## DOCUMENT PASSAGE:
Segment Open

Christopher Ahern
Data scientist at Janus Health

Distinguishing drift and selection

A new paper with Mitchell Newberry, Robin Clark, and Josh Plotkin is available on arxiv. In it we use statistical techniques from population genetics to distinguish between drift and selection in linguistic time series drawn from English corpora spanning the 12th to the 21st century:

Languages and genes are both transmitted from generation to generation, with opportunity for differential reproduction and survivorship of forms. Here we apply a rigorous inference framework, drawn from population genetics, to distinguish between two broad mechanisms of language change: drift and selection. Drift is change that results from stochasticity in transmission and it may occur in the absence of any intrinsic difference between linguistic forms; whereas selection is truly an evolutionary force arising from intrinsic differences – for example, when one form is preferred by members of the population. Using large corpora of parsed texts spanning the 12th century to the 21st century, we analyze three examples of grammatical changes in English: the regularization of past-tense verbs, the rise of the periphrastic `do’, and syntactic variation in verbal negation. We show that we can reject stochastic drift in favor of a selective force driving some of these language changes, but not others. The strength of drift depends on a word’s frequency, and so drift provides an alternative explanation for why some words are more prone to change than others. Our results suggest an important role for stochasticity in language change, and they provide a null model against which selective theories of language evolution must be compared.

Segment Closed

## INFORMATION SHOWN:
Segment Open

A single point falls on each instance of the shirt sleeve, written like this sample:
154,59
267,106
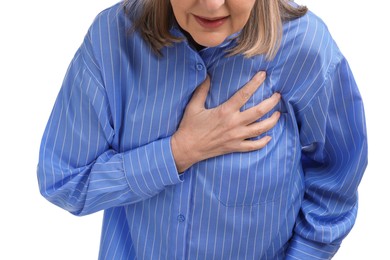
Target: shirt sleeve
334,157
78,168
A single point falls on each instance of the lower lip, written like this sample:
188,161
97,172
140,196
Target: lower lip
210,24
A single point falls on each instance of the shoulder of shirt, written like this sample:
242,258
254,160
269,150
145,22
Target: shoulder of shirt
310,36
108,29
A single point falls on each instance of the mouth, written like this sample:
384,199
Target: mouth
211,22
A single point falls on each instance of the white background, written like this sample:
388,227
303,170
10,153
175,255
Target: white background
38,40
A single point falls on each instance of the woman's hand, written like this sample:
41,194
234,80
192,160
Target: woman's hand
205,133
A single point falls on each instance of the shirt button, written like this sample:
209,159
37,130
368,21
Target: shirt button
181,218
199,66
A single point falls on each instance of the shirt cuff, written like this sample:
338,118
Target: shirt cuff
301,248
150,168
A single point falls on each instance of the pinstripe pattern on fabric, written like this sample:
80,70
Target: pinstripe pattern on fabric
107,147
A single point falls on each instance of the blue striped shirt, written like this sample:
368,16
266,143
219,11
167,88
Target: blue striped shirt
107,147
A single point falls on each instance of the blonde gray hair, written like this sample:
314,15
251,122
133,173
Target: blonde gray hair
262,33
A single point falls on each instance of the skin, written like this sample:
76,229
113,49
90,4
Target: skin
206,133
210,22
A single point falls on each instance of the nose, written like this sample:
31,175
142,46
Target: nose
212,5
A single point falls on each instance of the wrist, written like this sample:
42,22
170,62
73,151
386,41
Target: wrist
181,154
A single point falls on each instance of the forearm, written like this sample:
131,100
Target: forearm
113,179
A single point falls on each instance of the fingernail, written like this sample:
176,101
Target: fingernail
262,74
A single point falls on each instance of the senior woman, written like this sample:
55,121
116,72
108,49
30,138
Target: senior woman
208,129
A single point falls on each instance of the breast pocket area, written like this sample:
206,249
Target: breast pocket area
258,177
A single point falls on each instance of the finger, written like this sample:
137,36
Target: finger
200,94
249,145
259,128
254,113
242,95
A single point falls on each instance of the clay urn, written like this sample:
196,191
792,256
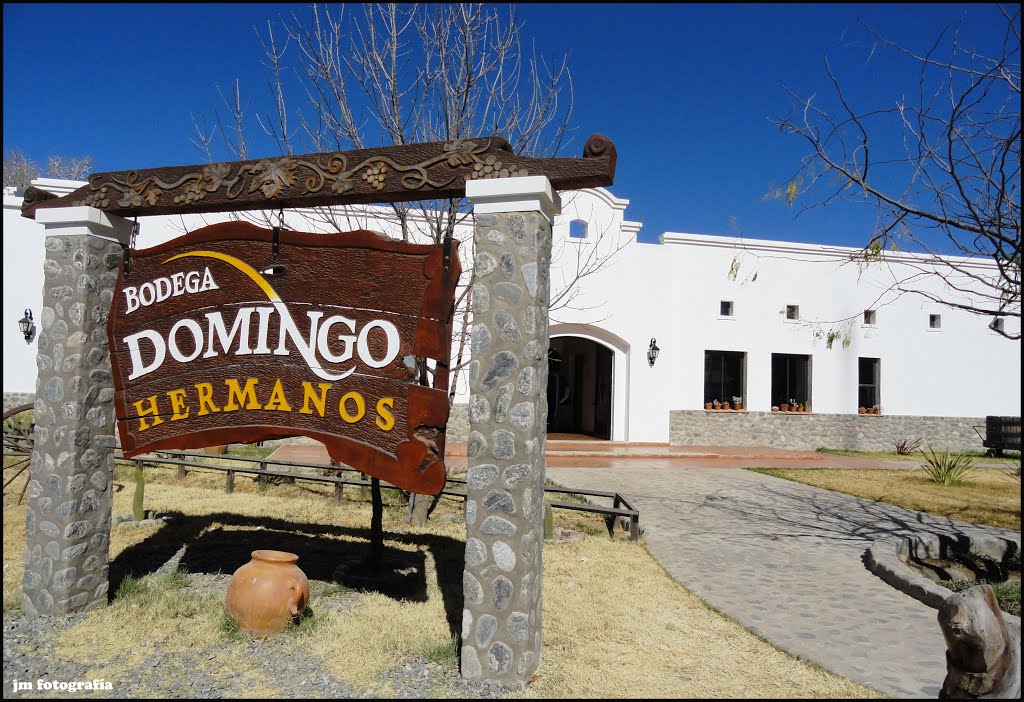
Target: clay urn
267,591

Segment Closed
Segment Open

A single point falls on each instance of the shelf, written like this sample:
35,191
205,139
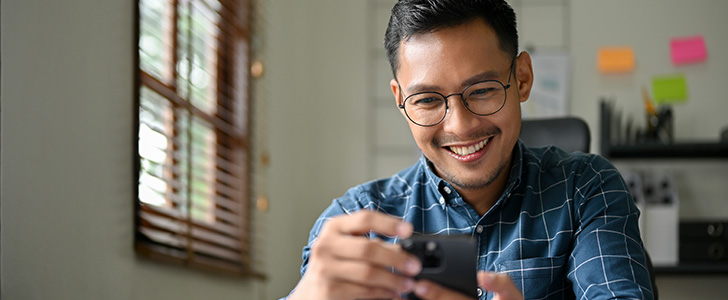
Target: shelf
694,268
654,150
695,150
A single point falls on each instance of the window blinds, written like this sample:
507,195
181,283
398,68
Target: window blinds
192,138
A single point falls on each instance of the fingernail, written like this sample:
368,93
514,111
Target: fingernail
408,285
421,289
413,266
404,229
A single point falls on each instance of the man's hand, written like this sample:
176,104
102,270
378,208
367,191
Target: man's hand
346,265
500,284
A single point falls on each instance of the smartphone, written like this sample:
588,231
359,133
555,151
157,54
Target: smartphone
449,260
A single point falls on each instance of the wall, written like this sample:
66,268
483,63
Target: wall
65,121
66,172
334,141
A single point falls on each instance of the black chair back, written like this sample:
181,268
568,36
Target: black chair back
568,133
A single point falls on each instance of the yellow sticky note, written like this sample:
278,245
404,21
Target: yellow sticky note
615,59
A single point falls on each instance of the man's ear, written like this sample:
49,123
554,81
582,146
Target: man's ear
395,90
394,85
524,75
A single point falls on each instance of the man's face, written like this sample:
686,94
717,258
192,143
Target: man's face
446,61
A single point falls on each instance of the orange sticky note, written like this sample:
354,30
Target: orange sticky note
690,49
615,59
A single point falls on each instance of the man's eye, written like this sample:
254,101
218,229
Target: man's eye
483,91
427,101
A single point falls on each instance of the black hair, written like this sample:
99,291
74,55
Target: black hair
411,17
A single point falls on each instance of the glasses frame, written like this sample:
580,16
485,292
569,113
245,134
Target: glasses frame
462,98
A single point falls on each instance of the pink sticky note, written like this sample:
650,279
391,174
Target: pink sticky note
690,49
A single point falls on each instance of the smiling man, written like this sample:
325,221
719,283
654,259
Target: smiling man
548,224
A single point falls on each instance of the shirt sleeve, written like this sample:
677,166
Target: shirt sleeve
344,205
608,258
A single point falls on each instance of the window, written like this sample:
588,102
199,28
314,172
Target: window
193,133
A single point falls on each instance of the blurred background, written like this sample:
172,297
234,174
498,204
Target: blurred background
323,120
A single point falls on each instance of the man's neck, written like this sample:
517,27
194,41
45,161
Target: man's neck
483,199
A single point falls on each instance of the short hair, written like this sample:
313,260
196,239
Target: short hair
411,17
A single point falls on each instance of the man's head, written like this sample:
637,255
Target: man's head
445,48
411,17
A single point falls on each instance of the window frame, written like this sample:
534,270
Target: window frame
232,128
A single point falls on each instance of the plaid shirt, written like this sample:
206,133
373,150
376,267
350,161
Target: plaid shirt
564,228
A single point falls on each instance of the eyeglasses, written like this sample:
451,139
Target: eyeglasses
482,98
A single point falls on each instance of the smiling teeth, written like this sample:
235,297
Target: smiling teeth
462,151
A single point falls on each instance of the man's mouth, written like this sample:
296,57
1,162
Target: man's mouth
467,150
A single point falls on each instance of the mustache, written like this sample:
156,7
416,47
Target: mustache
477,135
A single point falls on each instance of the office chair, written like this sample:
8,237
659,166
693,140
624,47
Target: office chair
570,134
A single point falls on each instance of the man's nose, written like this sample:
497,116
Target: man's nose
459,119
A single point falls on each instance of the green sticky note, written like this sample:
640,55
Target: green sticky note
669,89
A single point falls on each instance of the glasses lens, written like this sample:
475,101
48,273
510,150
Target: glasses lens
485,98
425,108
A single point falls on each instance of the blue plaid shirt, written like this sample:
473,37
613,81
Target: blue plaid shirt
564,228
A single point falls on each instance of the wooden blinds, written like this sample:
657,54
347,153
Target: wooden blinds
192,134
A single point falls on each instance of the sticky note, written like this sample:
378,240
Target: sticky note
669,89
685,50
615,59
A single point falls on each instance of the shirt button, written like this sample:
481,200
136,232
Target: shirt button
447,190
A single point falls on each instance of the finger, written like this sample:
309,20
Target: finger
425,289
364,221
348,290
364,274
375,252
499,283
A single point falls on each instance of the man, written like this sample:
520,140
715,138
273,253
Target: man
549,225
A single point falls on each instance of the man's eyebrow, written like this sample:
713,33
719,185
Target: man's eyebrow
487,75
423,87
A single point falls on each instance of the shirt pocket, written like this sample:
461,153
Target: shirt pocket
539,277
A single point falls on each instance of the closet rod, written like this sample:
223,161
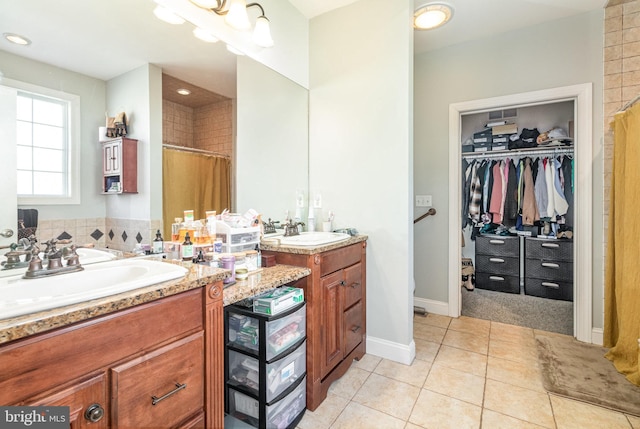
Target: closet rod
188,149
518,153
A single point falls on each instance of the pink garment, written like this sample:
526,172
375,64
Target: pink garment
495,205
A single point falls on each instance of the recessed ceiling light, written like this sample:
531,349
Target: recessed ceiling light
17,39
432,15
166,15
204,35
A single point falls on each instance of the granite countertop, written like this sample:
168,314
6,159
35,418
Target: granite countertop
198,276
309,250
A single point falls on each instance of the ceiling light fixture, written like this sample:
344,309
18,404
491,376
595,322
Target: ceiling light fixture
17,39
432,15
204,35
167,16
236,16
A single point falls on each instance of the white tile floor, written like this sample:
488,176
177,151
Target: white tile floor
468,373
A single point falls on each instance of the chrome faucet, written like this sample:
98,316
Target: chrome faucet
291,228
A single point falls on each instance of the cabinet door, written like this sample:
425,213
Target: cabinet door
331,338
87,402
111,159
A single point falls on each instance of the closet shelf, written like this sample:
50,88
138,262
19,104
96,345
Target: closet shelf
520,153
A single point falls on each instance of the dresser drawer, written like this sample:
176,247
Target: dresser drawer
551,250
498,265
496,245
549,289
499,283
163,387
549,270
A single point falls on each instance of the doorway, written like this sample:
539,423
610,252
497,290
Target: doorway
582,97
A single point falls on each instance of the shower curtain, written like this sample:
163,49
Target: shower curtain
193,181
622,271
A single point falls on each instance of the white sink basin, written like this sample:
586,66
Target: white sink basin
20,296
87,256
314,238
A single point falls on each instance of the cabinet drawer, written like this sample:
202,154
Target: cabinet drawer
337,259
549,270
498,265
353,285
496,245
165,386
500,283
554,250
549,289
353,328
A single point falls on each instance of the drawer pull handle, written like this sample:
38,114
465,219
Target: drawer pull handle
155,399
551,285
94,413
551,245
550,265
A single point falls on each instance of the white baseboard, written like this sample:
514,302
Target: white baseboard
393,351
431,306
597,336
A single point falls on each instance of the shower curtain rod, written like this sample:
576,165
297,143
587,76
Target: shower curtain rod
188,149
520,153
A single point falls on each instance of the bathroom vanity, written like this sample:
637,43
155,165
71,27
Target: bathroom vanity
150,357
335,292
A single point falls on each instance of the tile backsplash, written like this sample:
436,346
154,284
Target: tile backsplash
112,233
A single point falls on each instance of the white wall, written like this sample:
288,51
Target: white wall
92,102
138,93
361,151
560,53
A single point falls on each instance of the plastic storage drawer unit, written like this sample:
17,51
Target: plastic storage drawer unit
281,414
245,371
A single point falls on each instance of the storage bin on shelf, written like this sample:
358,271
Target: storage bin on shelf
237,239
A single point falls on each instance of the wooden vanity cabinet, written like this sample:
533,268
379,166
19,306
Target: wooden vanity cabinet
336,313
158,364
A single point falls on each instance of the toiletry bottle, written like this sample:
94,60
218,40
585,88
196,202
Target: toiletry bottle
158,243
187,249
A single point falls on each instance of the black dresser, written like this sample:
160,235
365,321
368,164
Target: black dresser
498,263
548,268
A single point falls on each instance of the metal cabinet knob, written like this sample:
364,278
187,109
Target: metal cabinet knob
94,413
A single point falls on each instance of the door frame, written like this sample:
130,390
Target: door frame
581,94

Segment Closed

## ABOUT THIS TASK:
Check each statement against the passage on drift and selection. For each, answer yes or no and quote the words from the passage that decide it.
(a) The corpora analyzed span the 12th century to the 21st century.
(b) The authors reject drift in favor of selection for every grammatical change they analyze.
(c) The strength of drift is independent of a word's frequency.

## TASK RESULT:
(a) Yes: "spanning the 12th century to the 21st century"
(b) No: "we can reject stochastic drift in favor of a selective force driving some of these language changes, but not others"
(c) No: "The strength of drift depends on a word’s frequency"